**Provided data**:
=-=-=-=-=
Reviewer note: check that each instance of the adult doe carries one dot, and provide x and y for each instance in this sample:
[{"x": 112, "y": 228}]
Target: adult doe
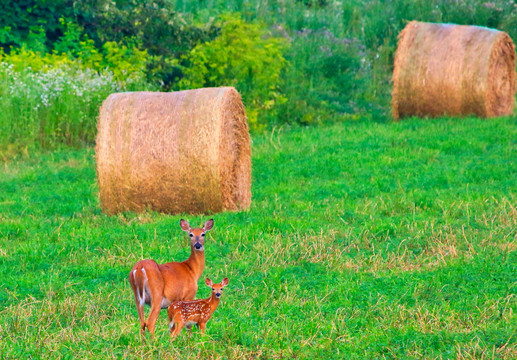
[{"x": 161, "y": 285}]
=-=-=-=-=
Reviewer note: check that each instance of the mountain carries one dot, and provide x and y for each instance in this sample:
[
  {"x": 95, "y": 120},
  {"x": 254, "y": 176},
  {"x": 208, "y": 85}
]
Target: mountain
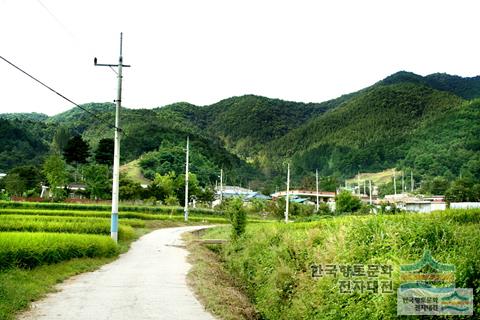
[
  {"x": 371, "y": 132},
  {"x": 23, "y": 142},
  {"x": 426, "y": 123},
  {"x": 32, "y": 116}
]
=-=-=-=-=
**Task description**: Count the lines above that contain the word "each" and reply with that number alone.

**Response to this exercise**: 2